■ RECORDS SHOWN ■

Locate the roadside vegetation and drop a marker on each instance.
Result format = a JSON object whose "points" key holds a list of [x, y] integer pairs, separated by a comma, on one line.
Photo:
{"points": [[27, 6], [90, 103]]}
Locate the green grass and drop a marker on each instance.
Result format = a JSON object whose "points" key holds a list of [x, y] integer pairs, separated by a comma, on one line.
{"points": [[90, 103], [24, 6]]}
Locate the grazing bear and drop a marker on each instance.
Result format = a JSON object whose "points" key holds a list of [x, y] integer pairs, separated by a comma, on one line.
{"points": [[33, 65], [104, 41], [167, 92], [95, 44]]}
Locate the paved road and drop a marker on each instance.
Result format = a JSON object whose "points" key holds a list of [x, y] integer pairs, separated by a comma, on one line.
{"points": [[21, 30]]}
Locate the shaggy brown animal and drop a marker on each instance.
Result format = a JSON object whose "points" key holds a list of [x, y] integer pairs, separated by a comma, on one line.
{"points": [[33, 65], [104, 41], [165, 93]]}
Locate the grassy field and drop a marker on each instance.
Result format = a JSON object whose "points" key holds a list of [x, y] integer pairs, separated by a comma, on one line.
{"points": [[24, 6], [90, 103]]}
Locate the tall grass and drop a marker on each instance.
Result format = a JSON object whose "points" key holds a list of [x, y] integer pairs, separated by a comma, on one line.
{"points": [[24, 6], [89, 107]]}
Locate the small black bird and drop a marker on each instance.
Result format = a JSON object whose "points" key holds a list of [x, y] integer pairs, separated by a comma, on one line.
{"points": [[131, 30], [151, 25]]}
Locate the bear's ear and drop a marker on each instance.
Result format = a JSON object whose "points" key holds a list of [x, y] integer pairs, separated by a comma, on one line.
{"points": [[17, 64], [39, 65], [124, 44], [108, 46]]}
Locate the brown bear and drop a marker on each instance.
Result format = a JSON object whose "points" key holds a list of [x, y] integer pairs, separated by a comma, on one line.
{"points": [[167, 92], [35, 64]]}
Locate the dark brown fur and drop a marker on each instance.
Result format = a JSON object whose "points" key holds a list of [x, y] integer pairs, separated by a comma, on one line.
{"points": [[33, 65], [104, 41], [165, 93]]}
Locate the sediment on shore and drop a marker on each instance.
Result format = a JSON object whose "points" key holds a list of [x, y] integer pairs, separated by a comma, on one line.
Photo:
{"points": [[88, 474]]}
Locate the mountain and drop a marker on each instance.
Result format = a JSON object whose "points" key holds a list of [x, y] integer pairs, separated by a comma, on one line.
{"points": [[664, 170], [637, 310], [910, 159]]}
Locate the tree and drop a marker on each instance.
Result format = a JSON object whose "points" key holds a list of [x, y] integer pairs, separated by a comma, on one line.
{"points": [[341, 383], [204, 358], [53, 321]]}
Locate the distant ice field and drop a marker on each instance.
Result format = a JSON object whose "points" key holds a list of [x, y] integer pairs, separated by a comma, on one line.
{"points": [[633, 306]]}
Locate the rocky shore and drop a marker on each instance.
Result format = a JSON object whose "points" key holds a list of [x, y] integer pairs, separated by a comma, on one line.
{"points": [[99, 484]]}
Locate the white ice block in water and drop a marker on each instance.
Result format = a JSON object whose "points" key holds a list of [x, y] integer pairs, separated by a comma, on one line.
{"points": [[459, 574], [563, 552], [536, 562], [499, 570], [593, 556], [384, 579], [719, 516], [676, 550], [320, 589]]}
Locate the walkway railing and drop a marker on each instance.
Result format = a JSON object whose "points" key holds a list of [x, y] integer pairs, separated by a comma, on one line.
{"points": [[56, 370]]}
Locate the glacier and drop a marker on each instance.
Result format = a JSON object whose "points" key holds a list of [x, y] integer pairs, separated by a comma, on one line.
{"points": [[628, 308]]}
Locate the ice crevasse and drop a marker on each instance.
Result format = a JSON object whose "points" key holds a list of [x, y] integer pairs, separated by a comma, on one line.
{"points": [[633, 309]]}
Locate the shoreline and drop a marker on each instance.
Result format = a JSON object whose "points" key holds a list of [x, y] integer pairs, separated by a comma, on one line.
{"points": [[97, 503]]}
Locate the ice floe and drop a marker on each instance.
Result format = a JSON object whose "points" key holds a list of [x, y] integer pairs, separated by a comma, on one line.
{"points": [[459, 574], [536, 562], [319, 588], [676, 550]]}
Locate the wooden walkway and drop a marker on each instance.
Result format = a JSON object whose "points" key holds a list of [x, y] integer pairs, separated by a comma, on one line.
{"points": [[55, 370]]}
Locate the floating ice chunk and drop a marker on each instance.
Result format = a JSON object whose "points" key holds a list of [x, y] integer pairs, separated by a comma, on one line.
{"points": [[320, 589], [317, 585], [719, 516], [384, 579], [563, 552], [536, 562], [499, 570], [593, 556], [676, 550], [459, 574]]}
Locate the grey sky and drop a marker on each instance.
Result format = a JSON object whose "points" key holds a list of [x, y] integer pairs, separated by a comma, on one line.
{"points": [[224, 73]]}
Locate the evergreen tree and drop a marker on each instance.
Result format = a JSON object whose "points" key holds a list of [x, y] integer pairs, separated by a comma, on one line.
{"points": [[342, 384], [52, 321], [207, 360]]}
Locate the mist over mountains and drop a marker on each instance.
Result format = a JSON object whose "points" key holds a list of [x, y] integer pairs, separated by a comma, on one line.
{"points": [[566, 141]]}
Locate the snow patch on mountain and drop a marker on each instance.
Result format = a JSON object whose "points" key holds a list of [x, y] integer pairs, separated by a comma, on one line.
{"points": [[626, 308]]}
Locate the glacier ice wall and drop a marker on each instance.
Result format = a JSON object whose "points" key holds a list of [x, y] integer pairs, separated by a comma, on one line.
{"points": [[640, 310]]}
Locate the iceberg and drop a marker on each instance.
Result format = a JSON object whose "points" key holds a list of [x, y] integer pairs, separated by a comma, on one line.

■ EXERCISE PROMPT ■
Word for word, quote the lines from the line containing "Locate the iceberg" through the end of the material, both included, and nothing else.

■ EXPECTED ANSWER ■
Locate the iceberg and drop a marker on each instance.
Result format = a JSON object whose "points" key holds a list of [x, y] integer pairs, separated by a comma, on one line.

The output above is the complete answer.